TEXTO DO EXERCÍCIO =
_____

Está aberta a temporada de lançamentos de discos de inéditas. Muita gente com disco saindo do forno. A maioria soa como um desabafo, para externar o perrengue dos dias de sufoco e horror da pior fase da pandemia que, embora mais amena, ainda continua. Música cuja inspiração assoma-se em noites de insônias e crises de ansiedade. Quando enfim terminar, há que se escrever um livro sobre de singles e álbuns pandêmicos, geralmente lançados às sextas-feiras.
Nessa sexta, 29 de outubro, Marcelo Cavalcante, do coletivo Avoada, lançou o primeiro EP, (In) Produtivo (Toca do Lobo Records), um título, no qual estão embutidos vários significados. A preposição em inglês, “in” dá a ideia de “pra dentro”, não apenas com o sentido de entrar, ou estar no interior de um local, mas igualmente uma imersão em si mesmo. Também é um trocadilho com “improdutivo”, o que muita gente acha de quem cria canções. Cantar ou compor não seria trabalho.

_____

Dados de máscaras de segmentação:
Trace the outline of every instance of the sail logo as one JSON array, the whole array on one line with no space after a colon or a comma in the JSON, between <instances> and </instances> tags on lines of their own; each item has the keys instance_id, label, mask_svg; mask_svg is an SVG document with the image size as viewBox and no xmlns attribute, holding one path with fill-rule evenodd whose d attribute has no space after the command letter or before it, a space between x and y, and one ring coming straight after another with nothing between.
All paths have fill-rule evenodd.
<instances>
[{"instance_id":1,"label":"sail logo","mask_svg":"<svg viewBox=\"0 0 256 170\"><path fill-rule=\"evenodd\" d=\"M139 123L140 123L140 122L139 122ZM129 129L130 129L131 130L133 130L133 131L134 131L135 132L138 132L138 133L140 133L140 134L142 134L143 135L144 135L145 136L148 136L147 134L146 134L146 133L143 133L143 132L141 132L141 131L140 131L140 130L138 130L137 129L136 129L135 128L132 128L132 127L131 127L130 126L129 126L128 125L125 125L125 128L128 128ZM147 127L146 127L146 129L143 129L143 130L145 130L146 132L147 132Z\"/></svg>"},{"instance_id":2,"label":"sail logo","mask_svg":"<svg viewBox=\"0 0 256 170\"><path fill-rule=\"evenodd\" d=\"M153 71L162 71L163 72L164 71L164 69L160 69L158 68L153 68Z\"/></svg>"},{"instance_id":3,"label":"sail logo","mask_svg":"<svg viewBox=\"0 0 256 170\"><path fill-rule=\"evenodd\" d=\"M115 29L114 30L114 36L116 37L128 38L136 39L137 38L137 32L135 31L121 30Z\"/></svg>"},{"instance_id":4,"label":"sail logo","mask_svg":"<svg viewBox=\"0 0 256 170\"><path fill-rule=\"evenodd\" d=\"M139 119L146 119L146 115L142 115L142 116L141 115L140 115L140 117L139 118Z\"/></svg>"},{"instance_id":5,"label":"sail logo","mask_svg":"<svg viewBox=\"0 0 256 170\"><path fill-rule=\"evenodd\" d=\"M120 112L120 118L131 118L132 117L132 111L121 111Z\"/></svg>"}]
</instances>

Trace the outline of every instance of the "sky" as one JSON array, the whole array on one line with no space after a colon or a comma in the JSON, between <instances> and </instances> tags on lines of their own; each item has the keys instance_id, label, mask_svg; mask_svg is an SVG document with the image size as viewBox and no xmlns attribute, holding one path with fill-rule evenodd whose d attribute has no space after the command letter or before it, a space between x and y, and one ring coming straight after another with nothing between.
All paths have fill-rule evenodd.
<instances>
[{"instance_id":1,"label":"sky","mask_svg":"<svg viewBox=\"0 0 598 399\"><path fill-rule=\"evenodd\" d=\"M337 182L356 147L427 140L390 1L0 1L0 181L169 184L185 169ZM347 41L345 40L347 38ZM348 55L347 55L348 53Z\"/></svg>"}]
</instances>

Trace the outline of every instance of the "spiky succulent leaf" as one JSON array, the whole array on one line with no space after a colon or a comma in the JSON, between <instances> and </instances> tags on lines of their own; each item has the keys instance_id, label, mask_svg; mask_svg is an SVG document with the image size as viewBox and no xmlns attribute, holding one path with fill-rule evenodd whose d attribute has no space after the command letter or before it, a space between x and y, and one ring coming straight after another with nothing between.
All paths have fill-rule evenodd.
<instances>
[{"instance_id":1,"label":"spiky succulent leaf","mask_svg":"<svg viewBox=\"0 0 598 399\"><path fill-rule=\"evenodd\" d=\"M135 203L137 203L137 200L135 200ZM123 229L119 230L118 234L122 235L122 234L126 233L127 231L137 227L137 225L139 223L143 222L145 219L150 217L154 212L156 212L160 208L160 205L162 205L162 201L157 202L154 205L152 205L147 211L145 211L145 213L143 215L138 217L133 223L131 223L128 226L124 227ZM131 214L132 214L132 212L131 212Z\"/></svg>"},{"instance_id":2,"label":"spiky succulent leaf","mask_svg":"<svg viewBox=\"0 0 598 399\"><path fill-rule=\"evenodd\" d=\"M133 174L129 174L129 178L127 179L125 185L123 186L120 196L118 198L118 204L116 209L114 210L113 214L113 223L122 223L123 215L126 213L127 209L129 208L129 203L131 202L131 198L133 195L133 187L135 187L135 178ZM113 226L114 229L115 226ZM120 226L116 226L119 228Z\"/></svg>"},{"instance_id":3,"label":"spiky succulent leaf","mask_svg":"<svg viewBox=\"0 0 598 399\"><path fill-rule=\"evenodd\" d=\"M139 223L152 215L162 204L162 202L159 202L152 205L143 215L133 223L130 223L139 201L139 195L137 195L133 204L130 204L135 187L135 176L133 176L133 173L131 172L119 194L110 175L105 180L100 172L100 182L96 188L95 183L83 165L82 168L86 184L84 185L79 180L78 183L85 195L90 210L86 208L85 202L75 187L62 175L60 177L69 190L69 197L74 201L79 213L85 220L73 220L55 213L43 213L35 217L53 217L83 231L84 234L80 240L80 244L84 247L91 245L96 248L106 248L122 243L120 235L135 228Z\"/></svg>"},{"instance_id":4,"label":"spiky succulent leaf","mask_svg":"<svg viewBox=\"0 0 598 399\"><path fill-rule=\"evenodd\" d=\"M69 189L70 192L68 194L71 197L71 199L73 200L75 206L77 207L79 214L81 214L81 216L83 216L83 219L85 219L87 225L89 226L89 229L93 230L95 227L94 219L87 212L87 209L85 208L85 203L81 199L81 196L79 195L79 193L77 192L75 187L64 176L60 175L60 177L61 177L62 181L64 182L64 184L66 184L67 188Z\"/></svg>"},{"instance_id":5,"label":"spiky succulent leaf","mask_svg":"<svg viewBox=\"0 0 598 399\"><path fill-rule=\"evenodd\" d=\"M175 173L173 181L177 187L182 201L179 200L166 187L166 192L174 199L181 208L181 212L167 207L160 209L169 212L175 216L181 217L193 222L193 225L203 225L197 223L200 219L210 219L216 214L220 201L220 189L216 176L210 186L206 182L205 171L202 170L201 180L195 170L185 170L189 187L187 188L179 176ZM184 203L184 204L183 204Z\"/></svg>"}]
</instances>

_____

ENUNCIADO A = Reescreva o texto sobre o EP, tudo desde "Nessa sexta, 29" até "não seria trabalho.", trocando "coletivo" por "grupo".
ENUNCIADO B = Segundo o texto sobre o EP, por que o título (In) Produtivo carrega vários significados?

RESPOSTA DO EXERCÍCIO A =
Nessa sexta, 29 de outubro, Marcelo Cavalcante, do grupo Avoada, lançou o primeiro EP, (In) Produtivo (Toca do Lobo Records), um título, no qual estão embutidos vários significados. A preposição em inglês, “in” dá a ideia de “pra dentro”, não apenas com o sentido de entrar, ou estar no interior de um local, mas igualmente uma imersão em si mesmo. Também é um trocadilho com “improdutivo”, o que muita gente acha de quem cria canções. Cantar ou compor não seria trabalho.

RESPOSTA DO EXERCÍCIO B = A preposição inglesa "in" dá a ideia de "pra dentro", no sentido de entrar ou estar num local e também de uma imersão em si mesmo. O título é ainda um trocadilho com "improdutivo", que é o que muita gente acha de quem cria canções, por não considerar cantar ou compor um trabalho.